**Work to be completed:** Give the records again in full, exactly as they appear.

**Information provided:**

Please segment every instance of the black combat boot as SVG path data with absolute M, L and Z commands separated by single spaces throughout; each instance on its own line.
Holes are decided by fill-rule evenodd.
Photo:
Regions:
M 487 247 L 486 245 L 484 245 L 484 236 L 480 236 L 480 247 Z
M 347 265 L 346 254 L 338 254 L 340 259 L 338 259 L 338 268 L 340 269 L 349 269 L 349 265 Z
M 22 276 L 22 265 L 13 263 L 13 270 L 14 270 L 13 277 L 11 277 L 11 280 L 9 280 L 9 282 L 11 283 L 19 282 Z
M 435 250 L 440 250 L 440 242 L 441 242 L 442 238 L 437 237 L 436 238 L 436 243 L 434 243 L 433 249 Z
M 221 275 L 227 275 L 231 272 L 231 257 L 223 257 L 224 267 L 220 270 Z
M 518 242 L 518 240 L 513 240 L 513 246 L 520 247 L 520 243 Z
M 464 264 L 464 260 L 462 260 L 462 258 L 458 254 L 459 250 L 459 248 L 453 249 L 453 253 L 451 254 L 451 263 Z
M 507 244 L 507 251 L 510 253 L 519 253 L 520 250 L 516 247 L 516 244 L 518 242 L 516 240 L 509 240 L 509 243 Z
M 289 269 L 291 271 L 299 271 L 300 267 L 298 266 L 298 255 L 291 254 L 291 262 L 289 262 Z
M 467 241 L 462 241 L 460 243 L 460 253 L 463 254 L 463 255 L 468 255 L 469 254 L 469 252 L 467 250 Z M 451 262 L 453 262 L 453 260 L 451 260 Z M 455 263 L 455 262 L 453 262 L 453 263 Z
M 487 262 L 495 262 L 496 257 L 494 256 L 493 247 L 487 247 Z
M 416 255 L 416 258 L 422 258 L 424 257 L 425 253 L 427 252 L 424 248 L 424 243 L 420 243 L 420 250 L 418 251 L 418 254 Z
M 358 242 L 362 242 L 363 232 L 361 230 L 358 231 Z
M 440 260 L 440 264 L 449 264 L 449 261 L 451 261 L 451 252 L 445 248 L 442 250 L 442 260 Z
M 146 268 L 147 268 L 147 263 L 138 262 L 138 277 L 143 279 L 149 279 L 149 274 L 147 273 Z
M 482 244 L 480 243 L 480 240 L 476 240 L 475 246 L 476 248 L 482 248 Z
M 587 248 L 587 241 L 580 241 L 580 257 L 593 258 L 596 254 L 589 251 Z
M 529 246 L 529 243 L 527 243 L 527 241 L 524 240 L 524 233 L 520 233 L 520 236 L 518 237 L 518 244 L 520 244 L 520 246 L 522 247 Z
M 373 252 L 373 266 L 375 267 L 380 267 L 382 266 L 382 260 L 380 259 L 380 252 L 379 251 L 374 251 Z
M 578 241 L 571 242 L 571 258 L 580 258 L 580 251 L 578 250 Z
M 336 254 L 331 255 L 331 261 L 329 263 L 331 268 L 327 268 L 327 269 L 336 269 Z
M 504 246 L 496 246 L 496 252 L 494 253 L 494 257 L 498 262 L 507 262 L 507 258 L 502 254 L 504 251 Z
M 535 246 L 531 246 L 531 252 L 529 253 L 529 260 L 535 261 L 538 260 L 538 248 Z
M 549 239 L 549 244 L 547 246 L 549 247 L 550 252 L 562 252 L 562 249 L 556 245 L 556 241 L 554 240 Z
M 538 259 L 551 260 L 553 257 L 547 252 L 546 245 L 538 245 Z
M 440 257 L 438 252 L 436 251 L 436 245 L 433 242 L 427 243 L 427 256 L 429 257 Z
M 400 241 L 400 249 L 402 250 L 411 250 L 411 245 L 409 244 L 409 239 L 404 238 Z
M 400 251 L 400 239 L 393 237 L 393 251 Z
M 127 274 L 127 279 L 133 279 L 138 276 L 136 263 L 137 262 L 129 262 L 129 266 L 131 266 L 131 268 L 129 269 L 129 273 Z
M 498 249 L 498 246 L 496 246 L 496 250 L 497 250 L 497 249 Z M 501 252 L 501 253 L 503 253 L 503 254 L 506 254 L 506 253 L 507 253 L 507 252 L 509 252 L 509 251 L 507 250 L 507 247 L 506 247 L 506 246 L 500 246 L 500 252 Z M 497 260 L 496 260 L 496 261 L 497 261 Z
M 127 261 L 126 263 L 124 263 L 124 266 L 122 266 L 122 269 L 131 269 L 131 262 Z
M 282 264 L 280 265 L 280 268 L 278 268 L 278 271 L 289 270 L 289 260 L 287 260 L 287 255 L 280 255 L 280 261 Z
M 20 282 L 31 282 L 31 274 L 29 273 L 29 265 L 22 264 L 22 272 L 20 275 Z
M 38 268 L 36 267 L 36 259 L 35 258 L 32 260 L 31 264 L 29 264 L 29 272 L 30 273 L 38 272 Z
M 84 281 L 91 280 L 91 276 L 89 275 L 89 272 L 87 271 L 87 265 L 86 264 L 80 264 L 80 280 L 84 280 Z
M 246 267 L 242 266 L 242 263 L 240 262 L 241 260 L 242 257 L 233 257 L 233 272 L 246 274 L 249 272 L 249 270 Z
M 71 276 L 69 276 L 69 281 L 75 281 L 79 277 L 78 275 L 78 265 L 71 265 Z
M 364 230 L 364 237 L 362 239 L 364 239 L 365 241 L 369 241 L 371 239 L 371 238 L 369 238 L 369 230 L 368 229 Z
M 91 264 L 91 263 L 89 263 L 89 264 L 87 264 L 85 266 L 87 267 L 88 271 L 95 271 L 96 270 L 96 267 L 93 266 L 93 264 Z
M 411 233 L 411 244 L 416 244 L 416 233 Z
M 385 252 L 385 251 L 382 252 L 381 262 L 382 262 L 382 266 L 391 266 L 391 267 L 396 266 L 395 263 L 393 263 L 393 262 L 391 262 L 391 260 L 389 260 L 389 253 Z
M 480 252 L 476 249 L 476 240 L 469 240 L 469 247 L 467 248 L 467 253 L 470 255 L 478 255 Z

**Answer space:**
Please segment every instance of the black combat boot as SVG path data with absolute M, L and Z commands separated by single spaces throughout; each instance on its own line.
Holes are decided by fill-rule evenodd.
Photo:
Regions:
M 487 247 L 486 245 L 484 245 L 484 236 L 480 236 L 480 247 Z
M 347 265 L 346 254 L 338 254 L 340 259 L 338 259 L 338 268 L 340 269 L 349 269 L 349 265 Z
M 22 276 L 22 265 L 13 263 L 13 270 L 14 270 L 13 277 L 11 277 L 11 280 L 9 280 L 9 282 L 11 283 L 19 282 Z
M 435 250 L 440 250 L 440 242 L 441 242 L 442 238 L 437 237 L 436 238 L 436 243 L 434 243 L 433 249 Z
M 221 275 L 227 275 L 231 272 L 231 257 L 223 257 L 224 267 L 220 270 Z
M 518 242 L 518 240 L 513 240 L 513 246 L 520 247 L 520 243 Z
M 464 264 L 464 260 L 462 260 L 462 258 L 458 254 L 459 250 L 459 248 L 453 249 L 453 253 L 451 254 L 451 263 Z
M 507 244 L 507 251 L 510 253 L 519 253 L 520 250 L 516 247 L 516 244 L 518 242 L 516 240 L 509 240 L 509 243 Z
M 289 269 L 291 271 L 299 271 L 300 267 L 298 266 L 298 255 L 291 254 L 291 262 L 289 262 Z
M 467 241 L 462 241 L 460 243 L 460 253 L 463 254 L 463 255 L 468 255 L 469 254 L 469 252 L 467 250 Z M 451 262 L 453 262 L 453 260 L 451 260 Z M 455 263 L 455 262 L 453 262 L 453 263 Z
M 487 262 L 495 262 L 496 257 L 494 256 L 493 247 L 487 247 Z
M 416 255 L 416 258 L 422 258 L 424 257 L 425 253 L 427 252 L 424 248 L 424 243 L 420 243 L 420 250 L 418 251 L 418 254 Z
M 358 242 L 362 242 L 363 232 L 361 230 L 358 231 Z
M 440 260 L 440 264 L 449 264 L 449 261 L 451 261 L 451 252 L 445 248 L 442 250 L 442 260 Z
M 146 268 L 147 268 L 147 263 L 138 262 L 138 277 L 143 279 L 149 279 L 149 274 L 147 273 Z
M 482 244 L 480 243 L 480 240 L 476 240 L 475 246 L 476 248 L 482 248 Z
M 587 248 L 587 241 L 580 241 L 580 257 L 593 258 L 596 254 L 589 251 Z
M 529 246 L 529 243 L 527 243 L 527 241 L 524 240 L 524 233 L 520 233 L 520 236 L 518 237 L 518 244 L 520 244 L 520 246 L 522 247 Z
M 373 252 L 373 266 L 375 267 L 380 267 L 382 266 L 382 260 L 380 259 L 380 252 L 379 251 L 374 251 Z
M 578 241 L 571 242 L 571 258 L 580 258 L 580 251 L 578 250 Z
M 336 254 L 331 255 L 331 261 L 329 263 L 331 268 L 327 268 L 327 269 L 336 269 Z
M 504 246 L 496 246 L 496 252 L 494 253 L 494 257 L 498 262 L 507 262 L 507 258 L 502 254 L 504 251 Z
M 535 246 L 531 246 L 531 252 L 529 253 L 529 260 L 535 261 L 538 260 L 538 248 Z
M 549 239 L 549 244 L 547 246 L 549 247 L 550 252 L 562 252 L 562 249 L 556 245 L 556 241 L 554 240 Z
M 538 259 L 551 260 L 553 257 L 547 252 L 546 245 L 538 245 Z
M 440 257 L 438 252 L 436 251 L 436 245 L 433 242 L 427 243 L 427 256 L 429 257 Z
M 400 241 L 400 249 L 402 250 L 411 250 L 411 245 L 409 244 L 409 239 L 404 238 Z
M 400 251 L 400 239 L 393 237 L 393 251 Z
M 127 274 L 127 279 L 133 279 L 138 276 L 136 263 L 137 262 L 129 262 L 129 266 L 131 266 L 131 268 L 129 269 L 129 273 Z
M 498 249 L 498 246 L 496 246 L 496 250 L 497 250 L 497 249 Z M 501 252 L 501 253 L 503 253 L 503 254 L 506 254 L 506 253 L 507 253 L 507 252 L 509 252 L 509 251 L 507 250 L 507 247 L 506 247 L 506 246 L 500 246 L 500 252 Z M 497 260 L 496 260 L 496 261 L 497 261 Z
M 127 261 L 126 263 L 124 263 L 124 266 L 122 266 L 122 269 L 131 269 L 131 262 Z
M 282 264 L 280 265 L 280 268 L 278 268 L 278 271 L 289 270 L 289 260 L 287 260 L 287 255 L 280 255 L 280 261 Z
M 20 282 L 31 282 L 31 274 L 29 273 L 29 265 L 22 264 L 22 272 L 20 275 Z
M 38 268 L 36 267 L 36 259 L 35 258 L 32 260 L 31 264 L 29 264 L 29 272 L 30 273 L 38 272 Z
M 84 281 L 91 280 L 91 276 L 89 275 L 89 272 L 87 271 L 87 265 L 86 264 L 80 264 L 80 280 L 84 280 Z
M 246 267 L 242 266 L 242 263 L 240 262 L 241 260 L 242 257 L 233 257 L 233 272 L 246 274 L 249 272 L 249 270 Z
M 71 276 L 69 276 L 69 281 L 75 281 L 79 277 L 78 275 L 78 265 L 71 265 Z
M 364 230 L 364 237 L 362 239 L 364 239 L 365 241 L 369 241 L 371 239 L 371 238 L 369 238 L 369 230 L 368 229 Z
M 91 264 L 91 263 L 89 263 L 89 264 L 87 264 L 85 266 L 87 267 L 88 271 L 95 271 L 96 270 L 96 267 L 93 266 L 93 264 Z
M 411 233 L 411 244 L 416 244 L 416 233 Z
M 385 252 L 385 251 L 382 252 L 381 262 L 382 262 L 382 266 L 391 266 L 391 267 L 396 266 L 395 263 L 393 263 L 393 262 L 391 262 L 391 260 L 389 260 L 389 253 Z
M 480 252 L 476 249 L 476 240 L 469 240 L 469 247 L 467 248 L 467 253 L 470 255 L 478 255 Z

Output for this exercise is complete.